- _Data shown_
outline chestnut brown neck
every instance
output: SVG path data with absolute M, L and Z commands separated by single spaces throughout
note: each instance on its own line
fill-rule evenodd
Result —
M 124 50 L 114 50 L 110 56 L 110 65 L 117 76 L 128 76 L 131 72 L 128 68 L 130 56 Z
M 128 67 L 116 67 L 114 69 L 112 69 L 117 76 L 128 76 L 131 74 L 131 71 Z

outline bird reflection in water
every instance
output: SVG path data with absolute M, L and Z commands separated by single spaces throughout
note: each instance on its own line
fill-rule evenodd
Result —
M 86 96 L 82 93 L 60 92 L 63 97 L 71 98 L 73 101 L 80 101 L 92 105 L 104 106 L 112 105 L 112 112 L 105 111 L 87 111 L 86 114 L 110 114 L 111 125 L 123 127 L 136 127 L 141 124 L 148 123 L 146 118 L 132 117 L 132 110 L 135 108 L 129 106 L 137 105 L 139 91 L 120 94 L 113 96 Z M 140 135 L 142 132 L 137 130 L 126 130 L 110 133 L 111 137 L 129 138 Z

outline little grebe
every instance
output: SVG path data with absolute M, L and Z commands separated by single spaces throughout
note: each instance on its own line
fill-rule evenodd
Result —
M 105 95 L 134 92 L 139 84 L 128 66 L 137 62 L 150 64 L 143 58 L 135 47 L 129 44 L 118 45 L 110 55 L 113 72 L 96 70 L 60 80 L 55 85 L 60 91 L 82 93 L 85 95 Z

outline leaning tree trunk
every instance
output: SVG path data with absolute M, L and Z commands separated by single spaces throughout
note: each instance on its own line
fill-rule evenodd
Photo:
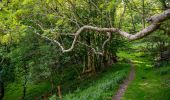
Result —
M 3 97 L 4 97 L 4 82 L 0 78 L 0 100 L 2 100 Z

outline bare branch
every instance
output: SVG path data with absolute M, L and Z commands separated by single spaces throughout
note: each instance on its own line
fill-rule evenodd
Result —
M 125 38 L 127 38 L 128 40 L 132 41 L 132 40 L 137 40 L 137 39 L 141 39 L 143 37 L 145 37 L 146 35 L 149 35 L 150 33 L 152 33 L 153 31 L 157 30 L 158 27 L 160 26 L 161 22 L 167 20 L 170 18 L 170 9 L 168 10 L 165 10 L 164 12 L 158 14 L 158 15 L 154 15 L 152 16 L 151 18 L 149 18 L 149 21 L 151 22 L 151 25 L 144 28 L 143 30 L 137 32 L 136 34 L 129 34 L 128 32 L 124 32 L 122 31 L 121 29 L 118 29 L 118 28 L 100 28 L 100 27 L 94 27 L 94 26 L 88 26 L 88 25 L 85 25 L 81 28 L 79 28 L 77 30 L 77 32 L 74 34 L 74 40 L 72 42 L 72 45 L 70 48 L 68 49 L 65 49 L 57 40 L 53 40 L 53 39 L 50 39 L 48 37 L 45 37 L 45 36 L 42 36 L 38 33 L 39 36 L 45 38 L 45 39 L 48 39 L 50 41 L 53 41 L 55 42 L 62 50 L 63 53 L 65 52 L 70 52 L 74 49 L 74 46 L 77 42 L 77 39 L 79 37 L 79 35 L 84 31 L 84 30 L 91 30 L 91 31 L 98 31 L 98 32 L 109 32 L 109 33 L 119 33 L 120 35 L 124 36 Z M 40 26 L 40 28 L 43 30 L 43 28 Z M 109 38 L 108 38 L 109 39 Z M 106 44 L 106 42 L 108 42 L 108 39 L 103 43 L 103 45 Z M 104 47 L 104 46 L 103 46 Z M 95 51 L 95 50 L 93 50 Z

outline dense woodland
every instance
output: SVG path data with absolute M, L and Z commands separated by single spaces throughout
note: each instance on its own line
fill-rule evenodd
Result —
M 170 100 L 170 0 L 0 0 L 0 100 Z

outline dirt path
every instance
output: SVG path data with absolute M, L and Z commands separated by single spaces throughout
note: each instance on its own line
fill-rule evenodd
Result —
M 112 100 L 122 100 L 122 96 L 124 95 L 129 83 L 135 78 L 135 68 L 134 64 L 131 63 L 131 71 L 129 73 L 129 76 L 123 81 L 123 83 L 120 85 L 116 95 L 113 96 Z

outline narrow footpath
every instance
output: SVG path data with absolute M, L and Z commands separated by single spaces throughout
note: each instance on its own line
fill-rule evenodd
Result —
M 128 75 L 128 77 L 123 81 L 123 83 L 120 85 L 117 93 L 113 96 L 112 100 L 122 100 L 122 96 L 124 95 L 129 83 L 134 80 L 135 78 L 135 67 L 132 62 L 131 63 L 131 71 Z

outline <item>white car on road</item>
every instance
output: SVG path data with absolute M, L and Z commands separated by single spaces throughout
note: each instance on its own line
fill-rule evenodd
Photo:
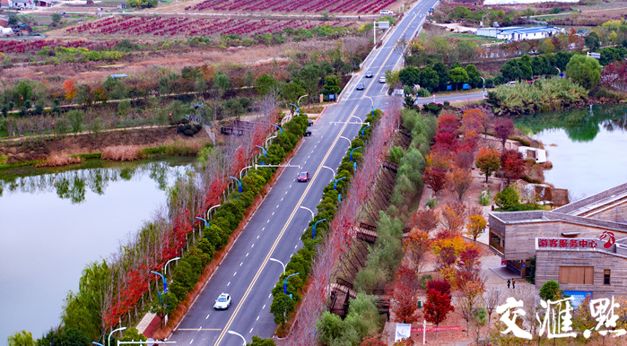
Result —
M 218 310 L 226 310 L 231 307 L 231 296 L 229 293 L 222 293 L 217 299 L 215 299 L 215 304 L 213 304 L 213 308 Z

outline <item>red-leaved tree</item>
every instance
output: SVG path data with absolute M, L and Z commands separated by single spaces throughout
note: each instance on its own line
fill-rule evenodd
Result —
M 479 154 L 477 154 L 475 164 L 485 175 L 485 183 L 487 184 L 488 177 L 501 168 L 499 151 L 492 148 L 479 149 Z
M 522 153 L 516 150 L 503 151 L 501 154 L 501 167 L 503 169 L 509 186 L 512 180 L 518 179 L 525 174 L 525 160 Z
M 501 140 L 501 143 L 503 144 L 503 149 L 505 149 L 505 141 L 508 140 L 508 137 L 509 137 L 513 130 L 514 123 L 509 118 L 500 117 L 496 120 L 494 124 L 494 135 Z
M 438 227 L 438 213 L 432 209 L 424 209 L 422 211 L 416 211 L 412 214 L 412 218 L 409 221 L 409 226 L 414 229 L 416 228 L 424 232 L 430 232 Z
M 424 303 L 424 319 L 435 324 L 436 328 L 444 322 L 449 312 L 455 311 L 455 307 L 450 304 L 450 296 L 442 294 L 436 290 L 427 290 L 427 301 Z M 435 332 L 438 338 L 438 331 Z
M 444 188 L 447 181 L 447 171 L 439 167 L 428 167 L 422 174 L 424 185 L 433 191 L 435 195 Z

- _Given exercise_
Retype all the entries above word for word, leaving out the pictures.

- _Solved problem_
outline chestnut brown neck
every instance
output: SVG path data with absolute M, L and Z commands separated by single spaces throughout
note: each instance on its own line
fill-rule evenodd
Result —
M 124 50 L 114 50 L 110 56 L 110 65 L 117 76 L 128 76 L 131 72 L 128 68 L 130 56 Z
M 128 67 L 116 67 L 114 69 L 112 69 L 117 76 L 128 76 L 131 74 L 131 71 Z

outline bird reflection in water
every instance
output: SVG path data with absolute M, L and Z commands separated by single spaces throughout
note: each instance on its own line
fill-rule evenodd
Result —
M 86 96 L 82 93 L 60 92 L 63 97 L 71 98 L 73 101 L 80 101 L 92 105 L 104 106 L 112 105 L 112 112 L 105 111 L 87 111 L 86 114 L 110 114 L 111 125 L 123 127 L 136 127 L 141 124 L 148 123 L 146 118 L 132 117 L 132 110 L 135 108 L 129 106 L 137 105 L 139 91 L 120 94 L 113 96 Z M 140 135 L 142 132 L 137 130 L 126 130 L 110 133 L 111 137 L 129 138 Z

outline little grebe
every instance
output: SVG path data with absolute M, L and Z commands separated by single spaces throughout
note: each instance on its own line
fill-rule evenodd
Result —
M 105 95 L 134 92 L 139 84 L 128 66 L 137 62 L 150 64 L 143 58 L 135 47 L 129 44 L 118 45 L 110 55 L 113 72 L 96 70 L 60 80 L 55 85 L 60 91 L 82 93 L 85 95 Z

outline leaning tree trunk
every instance
output: SVG path data with absolute M, L and Z commands separated by single spaces throughout
note: each instance on its own line
fill-rule evenodd
Photo:
Result —
M 3 97 L 4 97 L 4 82 L 0 78 L 0 100 L 2 100 Z

outline bare branch
every instance
output: SVG path data with absolute M, L and Z commands separated by single spaces throughout
note: each instance on its own line
fill-rule evenodd
Result —
M 125 38 L 127 38 L 128 40 L 132 41 L 132 40 L 137 40 L 137 39 L 141 39 L 143 37 L 145 37 L 146 35 L 149 35 L 150 33 L 152 33 L 153 31 L 157 30 L 158 27 L 160 26 L 161 22 L 167 20 L 170 18 L 170 9 L 168 10 L 165 10 L 164 12 L 158 14 L 158 15 L 154 15 L 152 16 L 151 18 L 149 18 L 149 21 L 151 22 L 151 25 L 144 28 L 143 30 L 137 32 L 136 34 L 129 34 L 128 32 L 124 32 L 122 31 L 121 29 L 118 29 L 118 28 L 100 28 L 100 27 L 94 27 L 94 26 L 88 26 L 88 25 L 85 25 L 81 28 L 79 28 L 77 30 L 77 32 L 74 34 L 74 40 L 72 42 L 72 45 L 70 48 L 68 49 L 65 49 L 57 40 L 53 40 L 53 39 L 50 39 L 48 37 L 45 37 L 45 36 L 42 36 L 38 33 L 39 36 L 45 38 L 45 39 L 48 39 L 50 41 L 53 41 L 55 42 L 62 50 L 63 53 L 65 52 L 70 52 L 74 49 L 74 46 L 77 42 L 77 39 L 79 37 L 79 35 L 84 31 L 84 30 L 91 30 L 91 31 L 98 31 L 98 32 L 109 32 L 109 33 L 119 33 L 120 35 L 124 36 Z M 40 26 L 40 28 L 43 30 L 43 28 Z M 109 38 L 108 38 L 109 39 Z M 106 44 L 106 42 L 108 42 L 108 39 L 103 43 L 103 45 Z M 104 47 L 104 46 L 103 46 Z M 95 51 L 95 50 L 93 50 Z

outline dense woodland
every instance
output: SVG path data with absolute M, L and Z commands separated by single spaces throughout
note: each instance on its own line
fill-rule evenodd
Result —
M 170 100 L 170 0 L 0 0 L 0 100 Z

outline dirt path
every instance
output: SVG path data with absolute M, L and Z commands separated by single spaces throughout
note: each instance on its own line
fill-rule evenodd
Result —
M 112 100 L 122 100 L 122 96 L 124 95 L 129 83 L 135 78 L 135 68 L 134 64 L 131 63 L 131 71 L 129 73 L 129 76 L 123 81 L 123 83 L 120 85 L 116 95 L 113 96 Z

outline narrow footpath
every instance
output: SVG path data with absolute M, L and Z commands separated by single spaces throughout
note: each instance on its own line
fill-rule evenodd
Result —
M 128 75 L 128 77 L 123 81 L 123 83 L 120 85 L 117 93 L 113 96 L 112 100 L 122 100 L 122 96 L 124 95 L 129 83 L 134 80 L 135 78 L 135 67 L 132 62 L 131 63 L 131 71 Z

outline <item>white car on road</item>
every instance
output: SVG path data with absolute M, L and Z commands separated by single spaces throughout
note: each instance on its own line
fill-rule evenodd
Photo:
Result —
M 218 310 L 226 310 L 231 307 L 231 296 L 229 293 L 222 293 L 217 299 L 215 299 L 215 304 L 213 304 L 213 308 Z

outline <item>red-leaved tree</item>
every instance
output: SVG path data with absolute M, L and Z commands separated by single spaces throughout
note: each instance on its own line
fill-rule evenodd
Result —
M 479 154 L 477 154 L 475 164 L 485 175 L 485 183 L 487 184 L 488 177 L 501 168 L 499 151 L 492 148 L 479 149 Z
M 522 153 L 516 150 L 503 151 L 501 154 L 501 167 L 503 169 L 509 186 L 512 180 L 518 179 L 525 174 L 525 160 Z
M 501 140 L 501 143 L 503 144 L 503 149 L 505 149 L 505 141 L 508 140 L 508 137 L 509 137 L 513 130 L 514 123 L 509 118 L 500 117 L 496 120 L 494 124 L 494 135 Z
M 438 227 L 438 213 L 432 209 L 424 209 L 422 211 L 416 211 L 412 214 L 412 218 L 409 221 L 409 226 L 414 229 L 416 228 L 424 232 L 430 232 Z
M 424 303 L 424 319 L 435 324 L 436 328 L 444 322 L 449 312 L 455 311 L 455 307 L 450 304 L 450 296 L 442 294 L 436 290 L 427 290 L 427 301 Z M 435 332 L 438 338 L 438 331 Z
M 444 188 L 447 181 L 447 171 L 439 167 L 428 167 L 422 174 L 424 185 L 433 191 L 435 195 Z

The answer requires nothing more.